The U.S. FDA has approved Topamax (topiramate) tablets and sprinkle capsules as an adjunctive (add-on) treatment for adults and children (age 2-16) suffering from seizures associated with Lennox-Gastaut Syndrome (LGS) is one of the most severe forms of epilepsy.
Individuals who suffer from this illness experience dozens of seizures a day, many of which are resistant to most anti-epileptic drugs.
In some cases, LGS seizures are fatal.
The condition typically first occurs in early childhood and accounts for up to 10 percent of all cases of pediatric epilepsy.
“Lennox-Gastaut is a devastating form of epilepsy, particularly for children. Patients are often developmentally delayed and suffer seizures that are severe, very tough to control and may even lead to injuries,” says Tracy Glauser, MD, director of the Children’s Comprehensive Epilepsy Program at Cincinnati Hospital Medical Center and a member of the professional advisory board of the Epilepsy Foundation of America.

-- Material supplied --
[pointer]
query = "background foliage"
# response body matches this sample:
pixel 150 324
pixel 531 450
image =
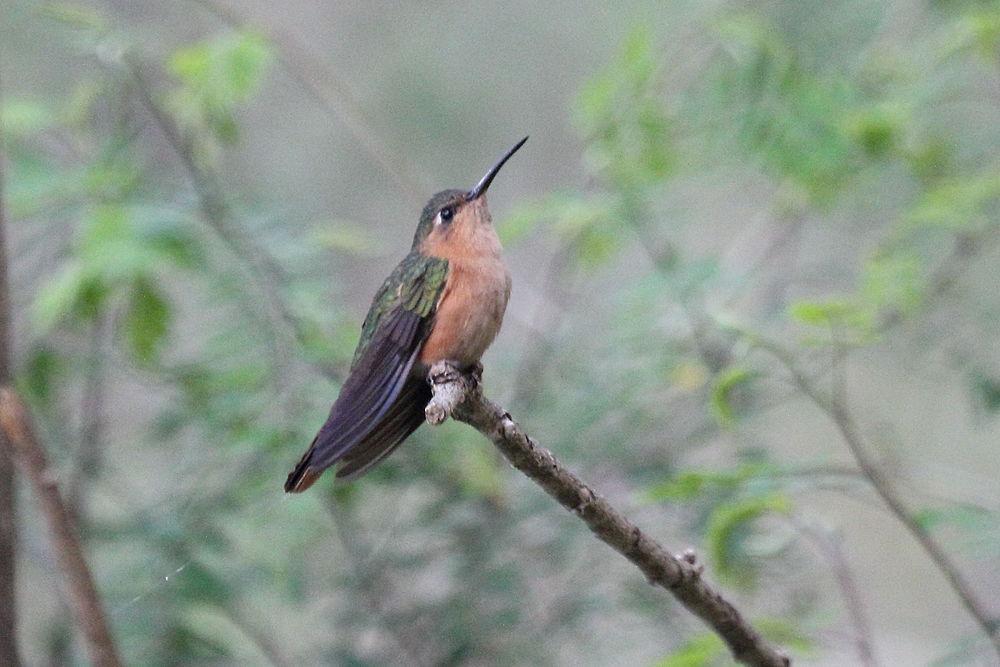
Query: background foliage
pixel 729 218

-- Work order A --
In the text on the Topamax approval, Tracy Glauser calls Lennox-Gastaut a devastating form of epilepsy, particularly for children. In one to three sentences, explain what the text gives as the grounds for this description.
-- Work order B --
State whether each statement agrees with the text on the Topamax approval. Answer yes or no, and quote the deciding words of the text exactly.
(i) Lennox-Gastaut Syndrome usually first appears in early childhood.
(ii) Most seizures in this condition respond well to common anti-epileptic drugs.
(iii) The syndrome makes up about half of all pediatric epilepsy cases.
-- Work order C --
Go on with the text on the Topamax approval, starting after its last sentence.

-- Answer A --
Patients are often developmentally delayed. Their seizures are severe and very tough to control, and they may even lead to injuries.

-- Answer B --
(i) Yes: "The condition typically first occurs in early childhood"
(ii) No: "many of which are resistant to most anti-epileptic drugs"
(iii) No: "accounts for up to 10 percent of all cases of pediatric epilepsy"

-- Answer C --
“Until now, anti-epileptic drugs have either not been effective for Lennox-Gastaut, or have had significant side effects, so topiramate offers hope for children and adults with this disease. The results of the study of topiramate in Lennox-Gastaut Syndrome are impressive, given how difficult this condition can be to treat — particularly in young children,” says John Pellock, MD, chairman of child neurology at the Medical College of Virginia and one of the investigators in the study.
“The evidence suggests that topiramate will be a valuable addition to our arsenal against this serious condition.” Topamax was discovered and developed by the R.W. Johnson Pharmaceutical Research Institute, and is marketed in the United States by Ortho-McNeil Pharmaceutical, a Johnson & Johnson company.
Based in Raritan, NJ, Ortho- McNeil markets pharmaceutical products in several therapeutic categories, including central nervous system disorders, infectious diseases, wound healing and women’s health.